**Activity:** Please transcribe exactly, and only, the lines of the data below between the line holding "Target: mossy rock" and the line holding "Pin the warning", inclusive.

**Data section:**
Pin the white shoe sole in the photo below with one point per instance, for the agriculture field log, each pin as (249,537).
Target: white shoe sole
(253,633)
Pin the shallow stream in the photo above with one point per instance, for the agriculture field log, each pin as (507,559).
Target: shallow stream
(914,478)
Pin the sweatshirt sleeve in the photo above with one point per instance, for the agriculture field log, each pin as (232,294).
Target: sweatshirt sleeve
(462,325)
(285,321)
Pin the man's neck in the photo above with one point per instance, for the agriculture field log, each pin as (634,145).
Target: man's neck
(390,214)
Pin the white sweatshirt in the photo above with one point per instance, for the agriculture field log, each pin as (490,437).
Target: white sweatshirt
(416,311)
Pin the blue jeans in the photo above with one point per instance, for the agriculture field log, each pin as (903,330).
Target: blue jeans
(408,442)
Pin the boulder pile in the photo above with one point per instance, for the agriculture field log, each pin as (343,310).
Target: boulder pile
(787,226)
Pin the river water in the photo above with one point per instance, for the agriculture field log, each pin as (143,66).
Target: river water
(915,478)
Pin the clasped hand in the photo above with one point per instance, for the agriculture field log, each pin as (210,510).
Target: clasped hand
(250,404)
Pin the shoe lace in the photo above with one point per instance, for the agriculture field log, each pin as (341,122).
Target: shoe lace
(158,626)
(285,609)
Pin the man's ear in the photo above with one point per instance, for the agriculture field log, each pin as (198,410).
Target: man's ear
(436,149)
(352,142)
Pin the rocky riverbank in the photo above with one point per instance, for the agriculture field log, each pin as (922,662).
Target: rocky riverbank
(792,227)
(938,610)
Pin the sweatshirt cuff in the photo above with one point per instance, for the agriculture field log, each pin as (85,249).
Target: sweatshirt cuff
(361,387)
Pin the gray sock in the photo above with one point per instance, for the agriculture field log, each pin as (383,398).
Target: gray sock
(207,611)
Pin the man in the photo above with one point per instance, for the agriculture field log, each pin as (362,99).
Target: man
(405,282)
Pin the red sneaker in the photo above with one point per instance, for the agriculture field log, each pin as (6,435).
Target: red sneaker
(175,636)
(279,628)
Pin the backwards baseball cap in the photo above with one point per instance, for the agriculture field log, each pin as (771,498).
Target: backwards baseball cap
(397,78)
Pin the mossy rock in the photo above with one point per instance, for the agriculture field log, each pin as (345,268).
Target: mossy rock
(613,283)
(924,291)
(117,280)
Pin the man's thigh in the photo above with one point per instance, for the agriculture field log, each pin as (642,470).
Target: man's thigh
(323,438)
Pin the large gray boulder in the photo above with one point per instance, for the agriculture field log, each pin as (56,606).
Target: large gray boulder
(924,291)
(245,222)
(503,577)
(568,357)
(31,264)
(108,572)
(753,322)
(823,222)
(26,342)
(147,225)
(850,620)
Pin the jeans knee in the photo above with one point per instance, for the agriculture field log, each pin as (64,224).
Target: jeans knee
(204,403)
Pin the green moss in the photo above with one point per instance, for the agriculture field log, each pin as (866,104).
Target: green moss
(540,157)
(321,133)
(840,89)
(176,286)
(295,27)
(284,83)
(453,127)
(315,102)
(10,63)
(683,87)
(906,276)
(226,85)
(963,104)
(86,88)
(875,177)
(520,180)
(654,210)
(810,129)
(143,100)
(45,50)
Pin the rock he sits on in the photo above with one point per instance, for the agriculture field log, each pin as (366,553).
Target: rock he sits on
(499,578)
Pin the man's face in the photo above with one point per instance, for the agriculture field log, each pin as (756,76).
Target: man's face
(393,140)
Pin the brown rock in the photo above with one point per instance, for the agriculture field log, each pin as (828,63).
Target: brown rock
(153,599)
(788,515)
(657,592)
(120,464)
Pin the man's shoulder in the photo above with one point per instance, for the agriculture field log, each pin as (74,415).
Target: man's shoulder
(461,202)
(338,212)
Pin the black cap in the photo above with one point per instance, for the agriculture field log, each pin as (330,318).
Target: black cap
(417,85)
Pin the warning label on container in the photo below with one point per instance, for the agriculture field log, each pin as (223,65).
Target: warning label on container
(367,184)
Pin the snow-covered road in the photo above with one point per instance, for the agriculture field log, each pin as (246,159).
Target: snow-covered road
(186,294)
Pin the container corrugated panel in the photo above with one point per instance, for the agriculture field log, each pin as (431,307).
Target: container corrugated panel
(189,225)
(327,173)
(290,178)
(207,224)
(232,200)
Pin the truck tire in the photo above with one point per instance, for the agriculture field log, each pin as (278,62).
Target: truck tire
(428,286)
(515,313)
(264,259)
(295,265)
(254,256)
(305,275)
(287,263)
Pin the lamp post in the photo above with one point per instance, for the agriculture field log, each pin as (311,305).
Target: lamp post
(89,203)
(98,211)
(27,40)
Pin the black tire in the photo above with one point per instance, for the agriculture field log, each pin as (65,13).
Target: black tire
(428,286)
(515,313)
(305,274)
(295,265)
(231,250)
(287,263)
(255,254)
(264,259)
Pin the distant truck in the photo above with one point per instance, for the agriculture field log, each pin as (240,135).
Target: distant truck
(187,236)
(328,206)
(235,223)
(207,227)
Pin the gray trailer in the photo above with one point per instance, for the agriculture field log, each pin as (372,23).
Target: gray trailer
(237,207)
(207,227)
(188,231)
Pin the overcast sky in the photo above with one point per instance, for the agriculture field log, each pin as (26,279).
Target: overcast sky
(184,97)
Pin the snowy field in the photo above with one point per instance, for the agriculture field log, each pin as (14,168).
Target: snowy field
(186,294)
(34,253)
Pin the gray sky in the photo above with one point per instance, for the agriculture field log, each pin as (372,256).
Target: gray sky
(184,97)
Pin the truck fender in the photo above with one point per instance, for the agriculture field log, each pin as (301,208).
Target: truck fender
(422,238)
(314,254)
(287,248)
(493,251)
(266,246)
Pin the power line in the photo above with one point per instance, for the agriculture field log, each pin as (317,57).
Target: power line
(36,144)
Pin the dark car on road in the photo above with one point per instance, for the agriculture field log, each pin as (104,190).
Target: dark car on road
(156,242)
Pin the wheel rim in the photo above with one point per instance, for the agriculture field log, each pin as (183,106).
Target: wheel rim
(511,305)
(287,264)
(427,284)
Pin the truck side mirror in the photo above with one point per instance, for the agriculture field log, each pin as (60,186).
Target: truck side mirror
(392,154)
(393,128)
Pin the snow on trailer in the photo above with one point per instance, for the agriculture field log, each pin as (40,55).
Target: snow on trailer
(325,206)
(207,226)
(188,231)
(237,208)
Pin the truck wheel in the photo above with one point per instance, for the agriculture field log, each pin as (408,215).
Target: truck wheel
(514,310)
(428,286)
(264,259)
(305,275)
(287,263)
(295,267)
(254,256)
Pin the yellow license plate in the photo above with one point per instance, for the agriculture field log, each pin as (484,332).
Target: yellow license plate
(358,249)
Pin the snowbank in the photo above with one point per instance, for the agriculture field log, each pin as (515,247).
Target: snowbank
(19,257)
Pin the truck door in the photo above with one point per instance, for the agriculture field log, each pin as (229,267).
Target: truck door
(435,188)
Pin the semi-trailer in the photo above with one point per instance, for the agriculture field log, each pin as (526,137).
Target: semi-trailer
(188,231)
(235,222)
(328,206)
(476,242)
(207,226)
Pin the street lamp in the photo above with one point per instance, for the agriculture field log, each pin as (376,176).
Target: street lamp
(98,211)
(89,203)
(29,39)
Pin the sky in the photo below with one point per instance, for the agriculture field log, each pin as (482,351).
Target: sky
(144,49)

**Task response:**
Target: mossy rock
(613,283)
(924,291)
(117,280)
Pin the man's thigh in the photo above with one point per instance, for the agriculture field log, each pin as (642,470).
Target: man's thigh
(323,438)
Pin the large gray boulder in the photo above with one point per instance, for the agriculture field log, each pin as (56,606).
Target: large gray boulder
(924,291)
(245,222)
(503,577)
(568,357)
(31,264)
(108,572)
(753,322)
(823,222)
(26,342)
(147,225)
(850,620)
Pin the jeans knee in the photo above with one point per instance, for the agriculture field log, each pin as (64,224).
Target: jeans knee
(204,403)
Pin the green moss in the photo above with one point per instance, for the agriculture field log, each pin as (866,104).
Target: green moss
(540,157)
(321,133)
(840,89)
(176,286)
(295,27)
(284,83)
(453,127)
(315,102)
(10,63)
(683,87)
(906,276)
(226,85)
(963,104)
(86,88)
(875,177)
(520,180)
(654,210)
(810,129)
(143,100)
(45,50)
Pin the rock he sits on in the photo above with one point per instance, for the agriculture field log, each pin as (366,553).
Target: rock he sits on
(499,578)
Pin the man's face in the photo above with one point per instance, for the agriculture field log, each pin as (756,76).
Target: man's face
(393,140)
Pin the brown rock in the photo above with one point per instance, for the agriculture field log, each pin as (828,63).
Target: brown rock
(153,599)
(788,515)
(657,592)
(120,464)
Pin the man's shoulder in the photo above with one point per instance, for the agriculture field log, each pin as (74,415).
Target: man's shoulder
(461,202)
(338,212)
Pin the black cap in the photo above with one point per instance, for the agriculture field log, each pin as (330,318).
Target: black cap
(417,85)
Pin the warning label on container in the photo below with one point per instance, for the agriculture field log, each pin as (223,65).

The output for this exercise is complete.